Problem description → Please return all lines from the records below that include the string "left".

Stored items
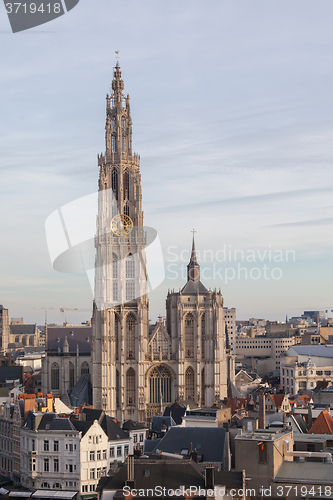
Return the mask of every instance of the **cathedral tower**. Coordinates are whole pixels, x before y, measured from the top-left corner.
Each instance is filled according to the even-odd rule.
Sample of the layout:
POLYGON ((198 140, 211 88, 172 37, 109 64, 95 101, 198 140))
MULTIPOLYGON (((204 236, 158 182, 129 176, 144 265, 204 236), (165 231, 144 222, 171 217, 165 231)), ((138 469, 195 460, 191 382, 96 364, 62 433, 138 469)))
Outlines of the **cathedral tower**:
POLYGON ((129 96, 117 62, 106 97, 93 311, 93 404, 122 421, 145 420, 148 296, 140 157, 132 153, 129 96))

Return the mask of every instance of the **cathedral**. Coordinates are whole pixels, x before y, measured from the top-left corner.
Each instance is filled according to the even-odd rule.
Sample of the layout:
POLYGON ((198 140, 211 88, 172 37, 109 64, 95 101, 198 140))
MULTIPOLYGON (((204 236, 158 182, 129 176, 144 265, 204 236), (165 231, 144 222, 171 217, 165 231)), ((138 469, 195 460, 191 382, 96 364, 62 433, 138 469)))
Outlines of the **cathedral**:
POLYGON ((168 293, 166 321, 149 325, 140 157, 123 90, 117 62, 106 97, 106 150, 98 155, 93 404, 119 421, 147 421, 176 400, 219 402, 235 370, 223 297, 200 281, 194 237, 187 283, 168 293))

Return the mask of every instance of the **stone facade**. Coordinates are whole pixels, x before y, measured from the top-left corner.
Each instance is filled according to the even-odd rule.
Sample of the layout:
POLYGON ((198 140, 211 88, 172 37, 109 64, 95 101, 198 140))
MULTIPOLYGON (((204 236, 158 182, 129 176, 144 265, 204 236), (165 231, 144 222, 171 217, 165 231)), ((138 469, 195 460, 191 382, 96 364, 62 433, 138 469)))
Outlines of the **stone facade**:
POLYGON ((195 245, 167 321, 149 333, 139 156, 132 153, 129 96, 117 63, 106 99, 106 153, 98 156, 99 207, 93 310, 93 404, 119 421, 146 421, 165 404, 211 406, 227 396, 234 360, 221 292, 200 282, 195 245), (110 230, 111 228, 111 230, 110 230))

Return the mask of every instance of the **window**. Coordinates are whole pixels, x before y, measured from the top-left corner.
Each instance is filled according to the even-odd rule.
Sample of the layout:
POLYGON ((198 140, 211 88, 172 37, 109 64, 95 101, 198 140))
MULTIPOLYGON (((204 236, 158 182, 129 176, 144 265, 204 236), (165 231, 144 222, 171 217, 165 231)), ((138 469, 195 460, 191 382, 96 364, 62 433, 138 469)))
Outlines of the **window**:
POLYGON ((125 446, 124 446, 124 455, 125 455, 125 457, 128 456, 128 452, 129 452, 129 446, 128 446, 128 444, 125 444, 125 446))
POLYGON ((89 460, 95 460, 95 452, 91 451, 89 454, 89 460))
POLYGON ((114 457, 114 447, 110 448, 110 458, 114 457))
POLYGON ((96 460, 101 459, 101 450, 98 450, 96 460))
POLYGON ((117 457, 121 457, 121 446, 117 446, 117 457))
POLYGON ((107 458, 106 454, 107 454, 107 451, 103 450, 103 460, 106 460, 106 458, 107 458))
POLYGON ((126 373, 127 405, 135 406, 135 371, 129 368, 126 373))
POLYGON ((59 390, 59 365, 53 363, 51 366, 51 390, 59 390))
POLYGON ((140 443, 143 443, 143 432, 140 433, 139 441, 140 441, 140 443))
POLYGON ((59 451, 59 441, 53 441, 53 451, 59 451))
POLYGON ((150 403, 171 403, 172 376, 169 368, 164 365, 155 366, 149 374, 150 403))
POLYGON ((185 358, 194 357, 194 317, 189 313, 185 318, 185 358))
POLYGON ((31 451, 35 451, 35 440, 31 440, 31 451))
POLYGON ((101 468, 98 467, 97 469, 97 479, 99 479, 101 477, 101 468))
POLYGON ((133 443, 137 443, 137 442, 138 442, 138 435, 133 434, 133 443))
POLYGON ((126 132, 123 132, 123 141, 122 141, 122 149, 123 153, 126 153, 126 132))
POLYGON ((44 451, 49 451, 49 442, 46 439, 44 439, 44 451))
POLYGON ((90 479, 95 479, 95 469, 90 469, 90 479))
MULTIPOLYGON (((118 299, 118 296, 117 296, 118 299)), ((113 300, 117 300, 113 296, 113 300)), ((116 341, 116 359, 119 359, 119 318, 117 314, 114 314, 113 316, 114 319, 114 336, 115 336, 115 341, 116 341)), ((118 405, 117 405, 118 406, 118 405)))
POLYGON ((201 316, 201 358, 202 359, 205 359, 205 342, 206 342, 206 329, 205 329, 205 325, 206 325, 206 318, 205 318, 205 313, 202 314, 201 316))
POLYGON ((119 408, 120 404, 120 385, 119 385, 119 372, 116 370, 116 405, 119 408))
POLYGON ((44 472, 49 472, 49 470, 50 470, 49 459, 44 458, 44 472))
POLYGON ((73 472, 73 464, 68 464, 68 472, 73 472))
POLYGON ((205 392, 206 392, 206 384, 205 384, 205 368, 201 370, 201 405, 205 405, 205 392))
POLYGON ((74 370, 74 365, 70 361, 69 362, 69 387, 74 387, 75 386, 75 370, 74 370))
MULTIPOLYGON (((114 151, 114 150, 112 150, 114 151)), ((111 187, 113 191, 113 195, 116 200, 118 200, 118 172, 116 169, 112 170, 112 176, 111 176, 111 187)))
POLYGON ((135 359, 135 317, 131 313, 126 318, 126 343, 127 359, 135 359))
POLYGON ((111 151, 116 152, 116 136, 114 134, 111 135, 111 151))
POLYGON ((185 372, 185 399, 194 400, 194 371, 191 366, 185 372))
POLYGON ((126 170, 123 174, 123 188, 124 188, 124 200, 129 199, 129 185, 130 185, 130 177, 129 172, 126 170))
POLYGON ((53 471, 59 472, 59 458, 53 460, 53 471))
POLYGON ((135 299, 135 281, 126 281, 126 300, 135 299))

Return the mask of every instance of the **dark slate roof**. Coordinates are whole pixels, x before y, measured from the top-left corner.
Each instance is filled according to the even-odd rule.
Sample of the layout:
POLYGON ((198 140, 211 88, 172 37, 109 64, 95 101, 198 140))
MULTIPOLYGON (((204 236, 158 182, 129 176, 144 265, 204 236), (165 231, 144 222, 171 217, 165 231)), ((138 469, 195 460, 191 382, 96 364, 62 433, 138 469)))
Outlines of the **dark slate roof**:
POLYGON ((123 430, 124 431, 136 431, 136 430, 142 430, 142 429, 148 429, 146 424, 144 422, 135 422, 134 420, 125 420, 123 423, 123 430))
POLYGON ((35 335, 37 325, 9 325, 12 335, 35 335))
POLYGON ((152 453, 160 441, 160 439, 145 439, 143 443, 143 453, 152 453))
POLYGON ((73 431, 68 418, 60 418, 56 413, 45 413, 38 426, 39 431, 73 431))
POLYGON ((117 439, 128 439, 127 432, 116 424, 116 422, 109 417, 109 415, 104 415, 101 420, 101 427, 105 434, 107 435, 109 441, 115 441, 117 439))
POLYGON ((72 420, 73 427, 79 432, 82 432, 82 437, 89 431, 93 422, 85 422, 84 420, 72 420))
POLYGON ((186 283, 186 285, 182 288, 181 292, 183 294, 190 294, 190 293, 206 294, 208 293, 208 290, 205 287, 205 285, 201 283, 201 281, 189 280, 186 283))
POLYGON ((81 411, 86 416, 86 420, 90 422, 94 422, 95 420, 99 420, 103 415, 103 410, 95 410, 95 408, 83 408, 81 411))
POLYGON ((68 397, 72 406, 89 405, 92 403, 90 373, 83 373, 81 375, 75 387, 70 388, 68 397))
POLYGON ((185 415, 186 408, 185 407, 174 407, 171 408, 170 406, 167 406, 164 408, 164 417, 172 417, 174 421, 176 422, 177 425, 180 425, 182 423, 183 416, 185 415))
MULTIPOLYGON (((205 487, 204 470, 193 460, 177 459, 140 459, 134 465, 135 488, 148 489, 160 486, 178 489, 184 485, 205 487), (147 474, 148 472, 148 474, 147 474)), ((104 487, 105 490, 122 490, 127 479, 127 466, 124 465, 104 487)))
POLYGON ((222 427, 171 427, 155 450, 181 453, 192 449, 205 462, 223 462, 226 430, 222 427))
POLYGON ((0 384, 17 379, 23 383, 23 366, 0 366, 0 384))
POLYGON ((176 425, 176 422, 172 417, 160 417, 155 415, 151 423, 151 430, 160 432, 163 425, 166 425, 166 427, 171 427, 173 425, 176 425))
POLYGON ((47 349, 58 351, 63 349, 65 337, 69 344, 69 352, 76 353, 79 346, 80 353, 90 353, 90 338, 92 328, 90 326, 48 326, 47 327, 47 349))

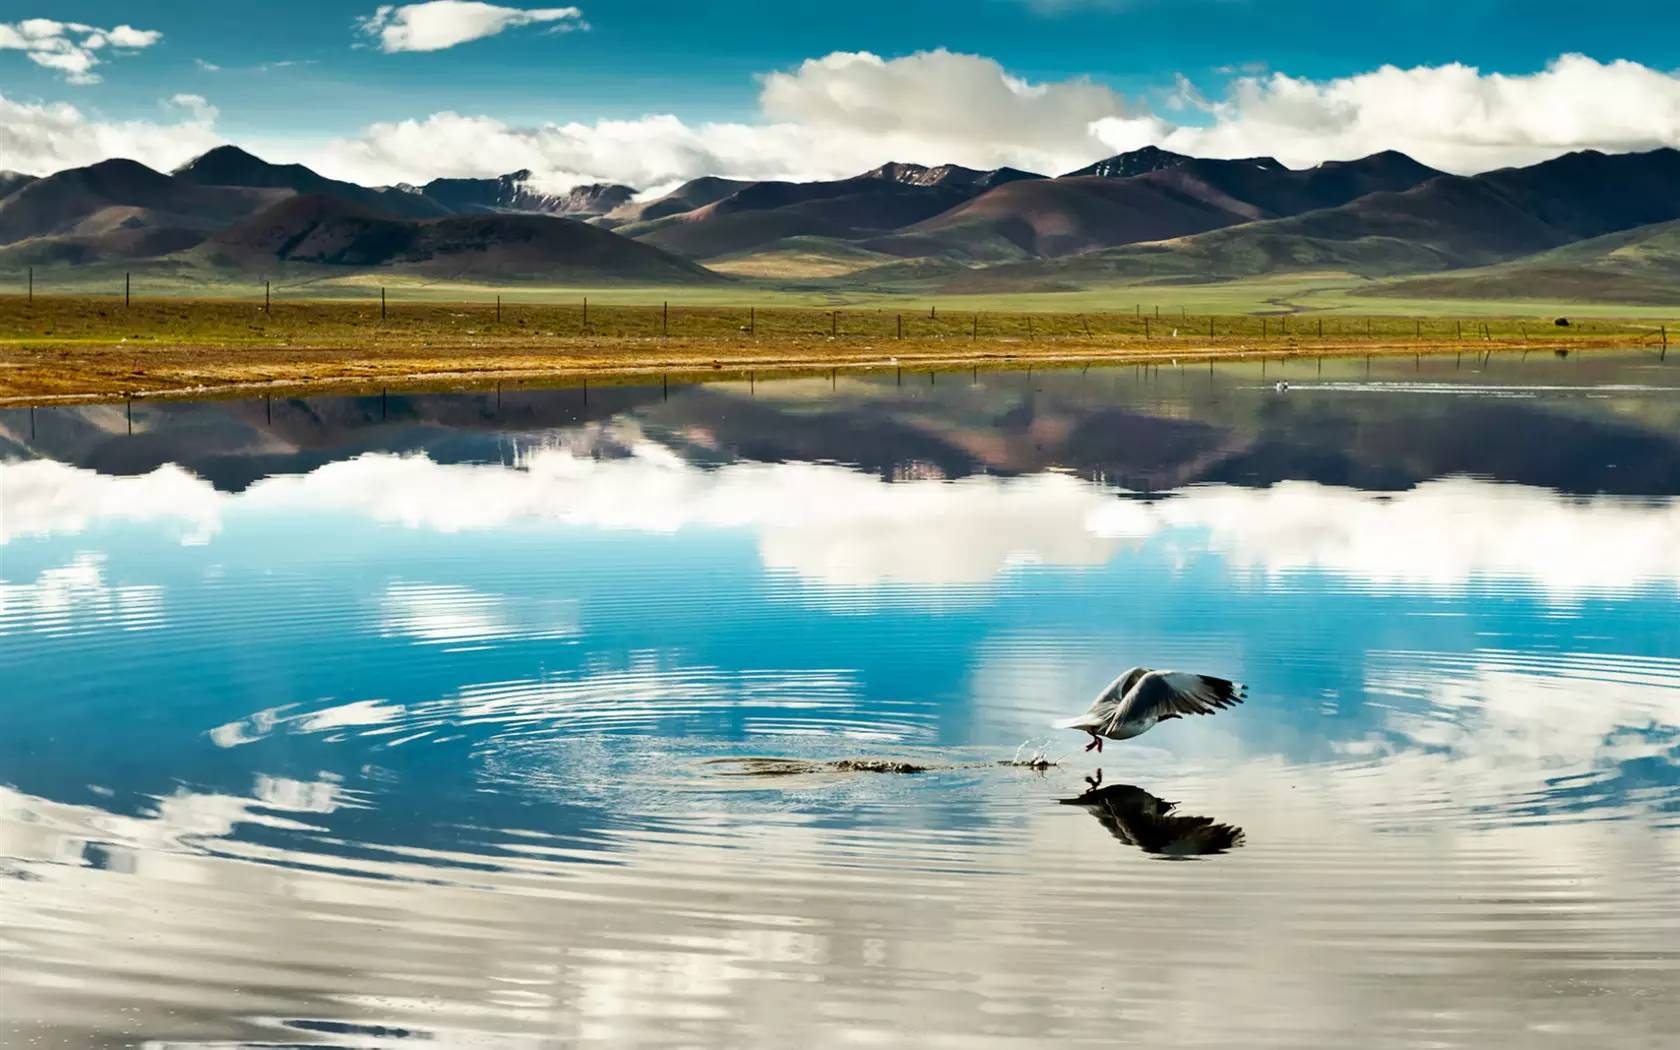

Answer space →
Return the mask of every instance of the **cathedral tower**. Coordinates are whole pixels, x before y, measured from the top-left corner.
Return the mask of every instance of the **cathedral**. Coordinates are whole pixels, x before y, measured from the top-left corner.
Return the mask of every instance of the **stone facade**. Coordinates are whole pixels, x before y, measured from the top-left corner.
Return the mask of every instance of the **window**. Coordinates are whole pixels, x before y, measured from the top-left corner.
Return the mask of every instance of the **dark slate roof**. Coordinates are whole pixels, x before y, measured from the top-left corner.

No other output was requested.